┏━━
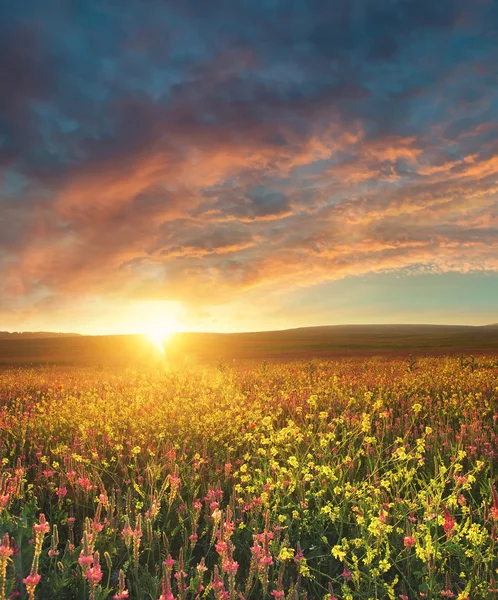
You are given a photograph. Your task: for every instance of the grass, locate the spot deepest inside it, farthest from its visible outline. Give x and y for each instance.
(324, 342)
(349, 478)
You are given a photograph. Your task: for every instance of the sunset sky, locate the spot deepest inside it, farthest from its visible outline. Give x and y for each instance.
(234, 165)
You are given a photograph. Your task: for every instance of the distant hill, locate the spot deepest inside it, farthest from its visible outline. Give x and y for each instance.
(285, 345)
(27, 335)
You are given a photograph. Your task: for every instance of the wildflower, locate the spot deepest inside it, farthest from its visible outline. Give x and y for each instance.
(5, 553)
(31, 581)
(494, 509)
(449, 521)
(61, 492)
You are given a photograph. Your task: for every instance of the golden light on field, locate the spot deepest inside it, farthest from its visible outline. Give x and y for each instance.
(158, 321)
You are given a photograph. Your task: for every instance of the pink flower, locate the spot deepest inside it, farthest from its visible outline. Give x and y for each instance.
(94, 574)
(61, 492)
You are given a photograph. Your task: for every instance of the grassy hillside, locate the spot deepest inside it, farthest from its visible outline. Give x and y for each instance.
(309, 342)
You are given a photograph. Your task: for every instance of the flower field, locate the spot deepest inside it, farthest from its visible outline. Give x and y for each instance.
(347, 479)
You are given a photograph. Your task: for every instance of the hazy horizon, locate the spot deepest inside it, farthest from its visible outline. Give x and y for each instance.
(247, 167)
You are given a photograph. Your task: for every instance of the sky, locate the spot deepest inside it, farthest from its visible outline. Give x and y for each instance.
(242, 165)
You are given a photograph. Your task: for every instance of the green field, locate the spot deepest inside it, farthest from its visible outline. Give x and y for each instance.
(322, 342)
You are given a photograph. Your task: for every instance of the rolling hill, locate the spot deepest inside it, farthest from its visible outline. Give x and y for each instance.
(306, 342)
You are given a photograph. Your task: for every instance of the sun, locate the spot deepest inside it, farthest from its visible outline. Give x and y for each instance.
(160, 336)
(158, 322)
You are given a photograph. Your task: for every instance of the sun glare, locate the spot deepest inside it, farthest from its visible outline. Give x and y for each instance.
┗━━
* [Problem to work on] Reproduce every line of the data from the line containing "the sun, locate" through the end of the data, keeping the instructional text as it is and adding -128 to each x and y coordinate given in the answers.

* [Full output]
You are given a photograph. Your task: for every instance of the sun, locate the spot deepest inside it, farthest from its visible outline. Give x and y for each instance.
(32, 208)
(30, 194)
You are given a photograph. Your task: for every instance of the sun glare, locate the spot deepest inside it, farthest from its visible outline. Give x and y for each instance.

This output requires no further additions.